Passage for review:

The U.S. labor market remains vibrant as the July U.S. Bureau of Labor Statistics (BLS) reported non-farm payroll increased by 187,000. Both the unemployment rate, at 3.5 percent, and the number of unemployed persons, at 5.8 million remained essentially flat versus the prior month.
After a jump in January, hiring has slowed in 2023 to near the slowest pace in the pandemic cycle. Last year, the BLS reported job gains averaging 400,000 per month. Other data from the Labor Department showed a marked slowdown in labor costs in the second quarter due to a solid rebound in worker productivity. These factors led Bill Adams, chief economist at Comerica Bank in Dallas to note, “Recession risk is receding.”
“From my perspective as a veteran talent recruiter and senior operations manager of one of the world’s largest executive search organizations I offer a very simple summary of today’s BLS data. The white-collar employment marketplace continues to outperform expectations. Smart candidates with in-demand skills remain a coveted commodity, and our best client firms have talent acquisition strategies in place to strengthen their organizations as they move quickly and effectively to add to their talent roster. Today’s report reinforces our core belief that the talent environment for both clients and candidates is aligned to favor bold business and career actions,” noted Nancy Halverson, senior vice president, field operations, MRINetwork.
“Virtually every one of our 200+ Network offices in dozens of industry sectors see solid underlying demand for top talent even in the face of the Federal Reserve’s efforts to subdue inflation. They counsel their clients to have a comprehensive talent strategy in place. Key to that strategy is an effective external recruitment process, smart onboarding experiences from first touch to team integration, best-in-class internal mobility programs, and active plans to leverage interim employment.”

Activities:
• a. In the passage on the July jobs report, what unemployment rate did the BLS report?
• b. Carry on the passage about the July jobs report, picking up right after its final sentence.

Record extracts:
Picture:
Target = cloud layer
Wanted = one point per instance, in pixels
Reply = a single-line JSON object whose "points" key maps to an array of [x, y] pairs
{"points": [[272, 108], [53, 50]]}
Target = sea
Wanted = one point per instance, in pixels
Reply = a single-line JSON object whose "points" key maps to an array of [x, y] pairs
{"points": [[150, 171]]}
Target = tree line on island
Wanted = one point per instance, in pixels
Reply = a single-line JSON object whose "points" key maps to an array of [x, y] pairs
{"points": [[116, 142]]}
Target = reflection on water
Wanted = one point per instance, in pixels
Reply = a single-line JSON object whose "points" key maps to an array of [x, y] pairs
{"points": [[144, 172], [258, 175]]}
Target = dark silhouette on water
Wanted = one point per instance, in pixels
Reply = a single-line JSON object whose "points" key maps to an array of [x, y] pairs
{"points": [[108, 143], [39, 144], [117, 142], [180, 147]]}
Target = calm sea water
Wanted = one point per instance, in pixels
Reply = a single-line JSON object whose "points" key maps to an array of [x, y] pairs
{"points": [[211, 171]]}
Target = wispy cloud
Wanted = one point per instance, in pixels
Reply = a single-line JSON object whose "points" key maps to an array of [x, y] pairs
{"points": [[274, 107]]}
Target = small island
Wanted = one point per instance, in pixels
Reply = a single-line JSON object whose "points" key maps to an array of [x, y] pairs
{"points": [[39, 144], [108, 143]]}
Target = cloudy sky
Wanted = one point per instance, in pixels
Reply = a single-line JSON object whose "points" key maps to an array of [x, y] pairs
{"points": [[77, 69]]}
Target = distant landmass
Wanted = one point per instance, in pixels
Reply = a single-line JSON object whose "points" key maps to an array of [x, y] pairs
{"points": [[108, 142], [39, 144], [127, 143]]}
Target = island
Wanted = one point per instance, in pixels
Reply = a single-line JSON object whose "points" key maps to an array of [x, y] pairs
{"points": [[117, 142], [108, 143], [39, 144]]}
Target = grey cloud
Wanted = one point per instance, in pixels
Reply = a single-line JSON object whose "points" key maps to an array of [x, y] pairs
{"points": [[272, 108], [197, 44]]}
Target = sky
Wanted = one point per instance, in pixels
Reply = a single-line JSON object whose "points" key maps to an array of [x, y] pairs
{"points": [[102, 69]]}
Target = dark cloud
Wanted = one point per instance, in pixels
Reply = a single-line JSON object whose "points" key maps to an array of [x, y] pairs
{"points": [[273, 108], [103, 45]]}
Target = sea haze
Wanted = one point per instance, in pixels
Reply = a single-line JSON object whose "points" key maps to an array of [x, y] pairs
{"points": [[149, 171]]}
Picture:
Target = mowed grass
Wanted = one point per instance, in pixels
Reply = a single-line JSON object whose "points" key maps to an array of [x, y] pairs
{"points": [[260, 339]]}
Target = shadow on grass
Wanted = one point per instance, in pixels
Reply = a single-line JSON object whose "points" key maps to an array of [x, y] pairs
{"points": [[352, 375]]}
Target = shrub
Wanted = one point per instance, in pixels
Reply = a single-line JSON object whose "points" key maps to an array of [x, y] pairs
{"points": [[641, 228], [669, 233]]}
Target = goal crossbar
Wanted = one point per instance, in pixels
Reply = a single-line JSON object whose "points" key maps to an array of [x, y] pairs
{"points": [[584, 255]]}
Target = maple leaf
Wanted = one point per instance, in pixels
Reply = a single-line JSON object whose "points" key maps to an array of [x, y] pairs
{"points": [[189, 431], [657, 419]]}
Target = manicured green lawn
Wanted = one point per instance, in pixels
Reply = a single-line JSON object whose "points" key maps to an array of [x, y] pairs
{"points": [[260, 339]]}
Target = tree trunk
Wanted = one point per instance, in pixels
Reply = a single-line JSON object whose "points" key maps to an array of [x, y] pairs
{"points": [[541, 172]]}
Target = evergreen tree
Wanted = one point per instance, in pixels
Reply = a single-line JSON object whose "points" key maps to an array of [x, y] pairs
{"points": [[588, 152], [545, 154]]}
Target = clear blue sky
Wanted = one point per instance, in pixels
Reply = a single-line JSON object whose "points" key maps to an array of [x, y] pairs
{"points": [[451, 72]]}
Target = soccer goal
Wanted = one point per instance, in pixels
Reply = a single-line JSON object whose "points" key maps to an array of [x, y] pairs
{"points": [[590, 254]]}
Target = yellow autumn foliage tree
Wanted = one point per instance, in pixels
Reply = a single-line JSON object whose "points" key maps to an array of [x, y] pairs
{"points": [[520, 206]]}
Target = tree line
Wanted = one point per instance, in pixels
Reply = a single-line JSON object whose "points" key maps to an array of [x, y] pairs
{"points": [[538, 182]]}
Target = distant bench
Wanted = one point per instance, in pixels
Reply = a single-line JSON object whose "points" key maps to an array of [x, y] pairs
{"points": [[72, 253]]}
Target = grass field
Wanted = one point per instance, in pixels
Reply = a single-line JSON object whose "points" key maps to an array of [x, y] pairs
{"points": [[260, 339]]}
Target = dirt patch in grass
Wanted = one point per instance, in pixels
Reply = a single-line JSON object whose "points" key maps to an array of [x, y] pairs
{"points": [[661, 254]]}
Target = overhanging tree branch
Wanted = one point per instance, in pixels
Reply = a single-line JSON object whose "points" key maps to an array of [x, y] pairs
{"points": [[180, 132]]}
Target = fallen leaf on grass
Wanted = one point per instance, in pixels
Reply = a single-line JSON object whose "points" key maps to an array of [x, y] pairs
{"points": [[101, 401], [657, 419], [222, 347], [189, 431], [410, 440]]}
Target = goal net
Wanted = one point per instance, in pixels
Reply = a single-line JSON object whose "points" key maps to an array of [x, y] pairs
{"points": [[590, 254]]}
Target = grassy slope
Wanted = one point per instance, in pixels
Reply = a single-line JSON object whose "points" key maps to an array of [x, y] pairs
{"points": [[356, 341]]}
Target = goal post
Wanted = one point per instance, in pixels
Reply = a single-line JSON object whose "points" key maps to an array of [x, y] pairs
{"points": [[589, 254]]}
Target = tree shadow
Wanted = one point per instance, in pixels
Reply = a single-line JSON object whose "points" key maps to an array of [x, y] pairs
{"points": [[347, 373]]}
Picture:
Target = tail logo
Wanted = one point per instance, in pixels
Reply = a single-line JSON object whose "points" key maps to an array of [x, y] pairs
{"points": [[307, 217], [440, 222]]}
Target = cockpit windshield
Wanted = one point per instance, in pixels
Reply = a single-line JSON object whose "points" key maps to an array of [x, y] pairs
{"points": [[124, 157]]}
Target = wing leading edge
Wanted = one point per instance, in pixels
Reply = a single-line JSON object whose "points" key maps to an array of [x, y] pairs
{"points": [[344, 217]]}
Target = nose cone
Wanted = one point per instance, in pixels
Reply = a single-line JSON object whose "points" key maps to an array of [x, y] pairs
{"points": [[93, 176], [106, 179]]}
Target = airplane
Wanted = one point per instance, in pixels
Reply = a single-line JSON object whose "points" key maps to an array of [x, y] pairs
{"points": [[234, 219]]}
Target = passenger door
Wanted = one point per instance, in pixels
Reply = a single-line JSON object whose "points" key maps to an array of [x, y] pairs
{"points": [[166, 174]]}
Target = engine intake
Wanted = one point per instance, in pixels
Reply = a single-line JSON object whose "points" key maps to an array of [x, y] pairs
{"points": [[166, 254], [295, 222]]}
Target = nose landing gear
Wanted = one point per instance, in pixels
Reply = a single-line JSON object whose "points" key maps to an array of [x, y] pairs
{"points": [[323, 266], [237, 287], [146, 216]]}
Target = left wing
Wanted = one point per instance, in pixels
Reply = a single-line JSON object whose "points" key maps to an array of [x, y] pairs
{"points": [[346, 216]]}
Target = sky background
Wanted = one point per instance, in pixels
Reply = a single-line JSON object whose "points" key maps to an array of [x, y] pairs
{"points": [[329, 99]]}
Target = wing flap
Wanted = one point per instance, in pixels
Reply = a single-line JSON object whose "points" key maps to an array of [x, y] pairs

Responses by task:
• a. 3.5 percent

• b.
CNBC’s Jeff Cox provided context to today’s report with insightful observations on the broader jobs market, “The clues to what the generally backwards-looking (BLS) report tells about the future lie in some under-the-hood numbers: prime-age labor force participation, hours worked and average hourly earnings, and the sectors where job growth was highest. The prime-age participation rate, for one, focuses on the 25-to-54 age group cohort. While the overall rate has been stuck at 62.6% for the past four months and is still below its pre-pandemic level, the prime-age group has been moving up steadily, if incrementally, and is currently at 83.5%, half a percentage point above where it was in February 2020 — just before Covid hit.”
He interviewed Rachel Sederberg, senior economist for job analytics firm Lightcast who added, “The durability of this labor market largely comes because we simply don’t have the people. We’ve got an aging population that we have to support with much smaller groups of people — the millennials, Gen X. They don’t even come close to the Baby Boomers who have left the labor market.”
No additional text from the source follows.